→ Directions
Write the entries below out again without a single difference.

→ Data shown
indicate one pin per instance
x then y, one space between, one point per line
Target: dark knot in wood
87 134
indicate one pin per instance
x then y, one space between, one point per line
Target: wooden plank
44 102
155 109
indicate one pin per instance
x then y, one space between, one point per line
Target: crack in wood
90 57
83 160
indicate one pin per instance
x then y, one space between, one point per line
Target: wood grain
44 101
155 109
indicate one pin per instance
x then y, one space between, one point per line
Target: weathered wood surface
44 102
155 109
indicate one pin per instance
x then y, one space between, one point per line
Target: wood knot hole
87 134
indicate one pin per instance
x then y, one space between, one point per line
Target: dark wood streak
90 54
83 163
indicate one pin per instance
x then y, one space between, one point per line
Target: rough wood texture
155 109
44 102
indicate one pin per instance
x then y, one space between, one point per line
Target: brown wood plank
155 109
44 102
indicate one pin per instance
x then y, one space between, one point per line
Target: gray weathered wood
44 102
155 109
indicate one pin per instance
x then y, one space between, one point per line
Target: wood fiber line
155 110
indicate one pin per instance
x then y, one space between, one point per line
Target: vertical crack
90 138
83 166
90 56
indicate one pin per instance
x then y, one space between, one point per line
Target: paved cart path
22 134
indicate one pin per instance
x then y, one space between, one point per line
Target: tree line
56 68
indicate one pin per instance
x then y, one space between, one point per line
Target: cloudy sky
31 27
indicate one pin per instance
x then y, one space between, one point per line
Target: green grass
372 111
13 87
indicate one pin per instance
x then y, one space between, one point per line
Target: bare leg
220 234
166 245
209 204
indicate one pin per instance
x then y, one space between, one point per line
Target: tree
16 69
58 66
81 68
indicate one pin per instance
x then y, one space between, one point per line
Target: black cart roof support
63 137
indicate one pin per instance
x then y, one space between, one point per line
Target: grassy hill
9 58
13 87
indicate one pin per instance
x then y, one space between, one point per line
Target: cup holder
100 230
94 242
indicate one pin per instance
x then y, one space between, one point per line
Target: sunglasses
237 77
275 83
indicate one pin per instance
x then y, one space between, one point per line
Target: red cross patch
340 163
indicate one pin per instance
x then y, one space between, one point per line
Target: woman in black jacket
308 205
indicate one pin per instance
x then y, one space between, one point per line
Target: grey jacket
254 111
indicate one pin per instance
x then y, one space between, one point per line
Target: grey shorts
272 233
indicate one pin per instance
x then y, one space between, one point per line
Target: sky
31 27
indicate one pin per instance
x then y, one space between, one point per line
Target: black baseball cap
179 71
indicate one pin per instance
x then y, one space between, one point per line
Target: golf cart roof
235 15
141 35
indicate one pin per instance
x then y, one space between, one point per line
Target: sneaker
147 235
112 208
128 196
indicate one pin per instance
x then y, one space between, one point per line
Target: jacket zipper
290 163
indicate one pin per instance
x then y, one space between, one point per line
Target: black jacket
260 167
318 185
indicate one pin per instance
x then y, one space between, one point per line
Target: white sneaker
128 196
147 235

→ Written reply
indicate one pin per instance
x then y, one space between, one point per line
Target: dark knot in wood
87 134
indicate one pin per instance
x then y, one space between, one point per line
Target: wooden plank
44 102
155 109
indicate one pin per instance
x then y, one space between, one point per line
Target: crack in wood
90 57
83 160
indicate one pin per instance
x then y, one space between, one point per line
Target: wood grain
44 101
155 109
indicate one pin per instance
x then y, one space between, one point per line
Target: weathered wood surface
44 102
155 109
indicate one pin per instance
x then y, one space between, one point per line
Target: wood knot hole
87 134
indicate one pin per instance
x then y, one space between, one point per line
Target: dark wood streak
90 54
83 163
indicate one pin per instance
x then y, one space between, one point per line
Target: rough wood texture
155 109
44 102
indicate one pin per instance
x then y, one space between, one point per line
Target: brown wood plank
155 109
44 102
indicate one pin per instance
x then y, one space between, one point per line
Target: gray weathered wood
44 102
155 109
indicate one pin per instance
x then y, one space between, one point per line
Target: wood fiber line
155 110
indicate one pin per instance
x then y, one space between, one point per line
Target: vertical crack
90 138
83 166
90 56
indicate one pin per instance
x then y, one space between, one point per line
Target: paved cart path
22 134
indicate one pin per instance
x then y, one space between, one point per line
Target: tree line
56 68
indicate one pin per instance
x then y, one space between, one point per line
Target: cloudy sky
31 27
indicate one pin per instance
x then y, one space between, one point per line
Target: green grass
372 111
13 87
indicate one pin per instance
x then y, one space between, one point per line
Target: bare leg
220 234
166 245
209 204
indicate one pin per instance
x then y, one space between, one point per line
Target: tree
16 69
58 66
81 68
indicate one pin per instance
x then y, one space between, one point per line
Target: black cart roof support
63 137
indicate one pin per instance
x then y, one space between, one point per line
Target: grassy hill
9 58
13 87
indicate one pin per instance
x then y, one space between, one point per line
Target: cup holder
100 230
94 242
indicate one pin per instance
x then y, one space between, one point per line
Target: sunglasses
237 77
275 83
indicate one pin per instance
x then y, one space between, one point per line
Target: red cross patch
340 163
indicate one pin per instance
x then y, one space between, one point per line
Target: woman in black jacket
308 205
indicate one pin per instance
x then y, one space between, one point per line
Target: grey jacket
254 111
indicate one pin per instance
x then y, one space between, one point per line
Target: grey shorts
272 233
indicate one pin per instance
x then y, one space between, one point per line
Target: sky
31 27
indicate one pin per instance
x then y, one space between, one point per line
Target: black baseball cap
179 71
indicate one pin per instance
x then y, one space between, one point per line
Target: golf cart roof
235 15
141 35
indicate one pin per instance
x then y, one space between, one point per line
Target: sneaker
147 235
112 208
128 196
indicate one pin per instance
x then y, one space between, one point per line
Target: jacket zipper
290 163
indicate one pin per instance
x then y, one space between, one point per line
Target: black jacket
260 167
318 185
indicate one pin per instance
x then y, one space between, one point per line
Target: white sneaker
128 196
147 235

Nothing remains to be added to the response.